- _Exercise data_:
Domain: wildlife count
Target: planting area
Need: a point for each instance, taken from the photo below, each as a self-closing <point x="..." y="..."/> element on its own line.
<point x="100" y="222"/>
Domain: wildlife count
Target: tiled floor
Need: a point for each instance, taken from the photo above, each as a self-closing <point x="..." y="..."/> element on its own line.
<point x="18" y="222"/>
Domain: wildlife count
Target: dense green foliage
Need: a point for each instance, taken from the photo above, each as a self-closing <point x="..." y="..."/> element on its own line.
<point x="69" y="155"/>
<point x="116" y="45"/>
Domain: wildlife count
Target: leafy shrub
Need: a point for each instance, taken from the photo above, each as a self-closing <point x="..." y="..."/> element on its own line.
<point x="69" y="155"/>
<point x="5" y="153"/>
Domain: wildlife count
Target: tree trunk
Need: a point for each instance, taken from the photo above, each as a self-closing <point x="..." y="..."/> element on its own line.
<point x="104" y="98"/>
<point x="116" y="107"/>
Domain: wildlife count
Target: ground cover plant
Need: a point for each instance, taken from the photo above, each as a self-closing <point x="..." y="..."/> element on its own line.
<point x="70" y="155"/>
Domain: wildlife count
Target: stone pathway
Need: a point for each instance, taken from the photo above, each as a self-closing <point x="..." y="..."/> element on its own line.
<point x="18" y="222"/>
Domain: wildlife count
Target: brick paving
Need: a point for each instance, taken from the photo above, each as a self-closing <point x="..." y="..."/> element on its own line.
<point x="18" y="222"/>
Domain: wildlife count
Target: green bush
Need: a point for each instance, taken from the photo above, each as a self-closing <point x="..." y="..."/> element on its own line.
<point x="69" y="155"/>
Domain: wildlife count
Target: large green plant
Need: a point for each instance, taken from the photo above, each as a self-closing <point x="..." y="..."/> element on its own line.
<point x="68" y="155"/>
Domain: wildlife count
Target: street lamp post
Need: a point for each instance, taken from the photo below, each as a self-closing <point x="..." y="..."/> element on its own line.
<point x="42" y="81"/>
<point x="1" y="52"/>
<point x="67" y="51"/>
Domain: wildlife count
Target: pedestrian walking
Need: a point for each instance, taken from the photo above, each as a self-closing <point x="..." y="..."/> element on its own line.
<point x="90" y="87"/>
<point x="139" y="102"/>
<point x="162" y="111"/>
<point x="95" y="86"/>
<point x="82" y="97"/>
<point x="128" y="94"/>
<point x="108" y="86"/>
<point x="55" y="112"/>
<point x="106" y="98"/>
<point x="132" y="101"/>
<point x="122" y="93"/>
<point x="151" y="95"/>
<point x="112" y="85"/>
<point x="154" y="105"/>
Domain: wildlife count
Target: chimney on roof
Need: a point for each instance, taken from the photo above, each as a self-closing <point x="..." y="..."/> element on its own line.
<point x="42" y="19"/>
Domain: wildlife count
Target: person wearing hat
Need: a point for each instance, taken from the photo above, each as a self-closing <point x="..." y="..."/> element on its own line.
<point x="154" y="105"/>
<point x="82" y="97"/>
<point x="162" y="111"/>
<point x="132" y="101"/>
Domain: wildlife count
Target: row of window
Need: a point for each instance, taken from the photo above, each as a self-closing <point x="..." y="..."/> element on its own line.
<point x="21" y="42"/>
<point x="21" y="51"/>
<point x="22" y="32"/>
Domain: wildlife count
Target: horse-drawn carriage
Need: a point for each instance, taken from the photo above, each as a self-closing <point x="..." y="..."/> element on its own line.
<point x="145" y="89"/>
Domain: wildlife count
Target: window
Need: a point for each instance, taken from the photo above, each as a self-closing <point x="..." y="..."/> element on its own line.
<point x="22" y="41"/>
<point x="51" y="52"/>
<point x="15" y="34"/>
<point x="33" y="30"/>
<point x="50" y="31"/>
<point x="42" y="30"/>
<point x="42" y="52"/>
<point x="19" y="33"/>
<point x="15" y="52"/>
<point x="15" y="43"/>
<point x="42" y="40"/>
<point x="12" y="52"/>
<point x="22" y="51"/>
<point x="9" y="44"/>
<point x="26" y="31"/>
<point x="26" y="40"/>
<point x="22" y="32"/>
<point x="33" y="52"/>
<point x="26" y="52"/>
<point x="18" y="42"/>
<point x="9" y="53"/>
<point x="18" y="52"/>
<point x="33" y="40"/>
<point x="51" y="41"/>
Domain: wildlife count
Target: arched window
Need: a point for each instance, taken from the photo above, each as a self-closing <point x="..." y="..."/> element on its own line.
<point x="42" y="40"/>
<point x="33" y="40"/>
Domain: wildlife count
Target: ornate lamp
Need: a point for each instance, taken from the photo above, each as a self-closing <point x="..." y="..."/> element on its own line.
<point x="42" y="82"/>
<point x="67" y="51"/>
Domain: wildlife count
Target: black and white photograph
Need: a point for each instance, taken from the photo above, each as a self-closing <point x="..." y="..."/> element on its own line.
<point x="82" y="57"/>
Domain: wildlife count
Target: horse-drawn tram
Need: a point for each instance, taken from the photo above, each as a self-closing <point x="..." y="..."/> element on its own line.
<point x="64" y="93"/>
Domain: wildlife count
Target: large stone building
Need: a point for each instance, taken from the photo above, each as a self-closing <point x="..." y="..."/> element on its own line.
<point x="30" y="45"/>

- _What to produce_: Go through the listing and copy all of it exactly.

- _Solution_:
Domain: wildlife count
Target: planting area
Need: a point for each instance, taken from the photo below, each as a self-closing <point x="..." y="..."/> element on its own line.
<point x="100" y="222"/>
Domain: wildlife count
Target: tiled floor
Need: a point for each instance, taken from the photo above, each as a self-closing <point x="..." y="..."/> element on its own line.
<point x="18" y="222"/>
Domain: wildlife count
Target: dense green foliage
Need: a point for each instance, taken from the photo above, each as a self-closing <point x="..." y="..."/> element on its own line.
<point x="69" y="155"/>
<point x="116" y="45"/>
Domain: wildlife count
Target: leafy shrub
Need: a point for each instance, taken from the photo above, each as a self-closing <point x="..." y="..."/> element on its own line.
<point x="69" y="155"/>
<point x="5" y="153"/>
Domain: wildlife count
Target: tree trunk
Need: a point for each instance, taken from the photo above, each as a self-closing <point x="..." y="..."/> element on its own line.
<point x="104" y="98"/>
<point x="116" y="107"/>
Domain: wildlife count
Target: ground cover plant
Need: a point for each instance, taken from the photo above, each as a self-closing <point x="..." y="..."/> element on its own line.
<point x="70" y="155"/>
Domain: wildlife count
Target: stone pathway
Need: a point for each instance, taken from the photo above, each as a self-closing <point x="..." y="..."/> element on its own line.
<point x="18" y="222"/>
Domain: wildlife count
Target: brick paving
Need: a point for each instance, taken from the photo above, each as a self-closing <point x="..." y="..."/> element on its own line.
<point x="18" y="222"/>
Domain: wildlife count
Target: green bush
Need: a point for each instance, taken from the photo above, each as a self-closing <point x="..." y="..."/> element on its own line.
<point x="69" y="155"/>
Domain: wildlife count
Target: large green plant
Need: a point for each instance, taken from the photo above, each as a self-closing <point x="..." y="..."/> element on its own line.
<point x="68" y="155"/>
Domain: wildlife count
Target: street lamp post
Need: a point for each instance, taken from the photo below, each as a self-closing <point x="..." y="..."/> element on its own line.
<point x="42" y="81"/>
<point x="1" y="52"/>
<point x="67" y="51"/>
Domain: wildlife count
Target: pedestrian walking
Need: a point for each instance, taken from the photo above, each as a self-closing <point x="..." y="..."/> element on its own line.
<point x="90" y="87"/>
<point x="139" y="102"/>
<point x="162" y="111"/>
<point x="95" y="86"/>
<point x="82" y="97"/>
<point x="128" y="94"/>
<point x="108" y="86"/>
<point x="55" y="112"/>
<point x="106" y="98"/>
<point x="132" y="101"/>
<point x="122" y="93"/>
<point x="151" y="95"/>
<point x="112" y="85"/>
<point x="154" y="105"/>
Domain: wildlife count
Target: chimney on roof
Need: a point for each instance, taken from the photo above, each as a self-closing <point x="..." y="..."/> element on its own line.
<point x="42" y="19"/>
Domain: wildlife count
Target: person wearing hat
Need: a point for each instance, taken from the photo above, each as a self-closing <point x="..." y="..."/> element on its own line.
<point x="154" y="105"/>
<point x="82" y="97"/>
<point x="162" y="111"/>
<point x="132" y="101"/>
Domain: wildlife count
Target: row of window
Need: a point for each instance, taken from the photo above, each as a self-closing <point x="..." y="..."/> element on its own line.
<point x="21" y="42"/>
<point x="21" y="51"/>
<point x="22" y="32"/>
Domain: wildlife count
Target: horse-drawn carriage
Need: a point for each instance, taken from the photo above, each as a self-closing <point x="..." y="..."/> element on its own line.
<point x="145" y="89"/>
Domain: wildlife count
Target: window
Need: a point for each instance, taken from the photo above, each as a self-closing <point x="..." y="..."/> element on its own line.
<point x="22" y="41"/>
<point x="51" y="52"/>
<point x="15" y="34"/>
<point x="33" y="30"/>
<point x="50" y="31"/>
<point x="42" y="30"/>
<point x="42" y="52"/>
<point x="19" y="33"/>
<point x="15" y="52"/>
<point x="15" y="43"/>
<point x="42" y="40"/>
<point x="12" y="52"/>
<point x="22" y="51"/>
<point x="9" y="44"/>
<point x="26" y="31"/>
<point x="26" y="40"/>
<point x="22" y="32"/>
<point x="33" y="52"/>
<point x="26" y="52"/>
<point x="18" y="42"/>
<point x="9" y="53"/>
<point x="18" y="52"/>
<point x="33" y="40"/>
<point x="51" y="41"/>
Domain: wildlife count
Target: arched window
Need: a point for each instance, taken from the photo above, each as a self-closing <point x="..." y="..."/> element on its own line.
<point x="42" y="40"/>
<point x="33" y="40"/>
Domain: wildlife count
Target: ornate lamp
Need: a point for each instance, taken from the photo above, each as a self-closing <point x="..." y="..."/> element on its own line.
<point x="42" y="82"/>
<point x="67" y="51"/>
Domain: wildlife count
Target: black and white photograph
Need: a point for each instance, taken from the photo above, each as a self-closing <point x="..." y="..."/> element on its own line.
<point x="82" y="57"/>
Domain: wildlife count
Target: horse-drawn tram
Need: a point for each instance, taken from the photo above, each as a self-closing <point x="..." y="..."/> element on its own line.
<point x="64" y="93"/>
Domain: wildlife count
Target: large stone building
Need: a point for each instance, taken from the photo above, each as a self-closing <point x="..." y="..."/> element on its own line.
<point x="30" y="45"/>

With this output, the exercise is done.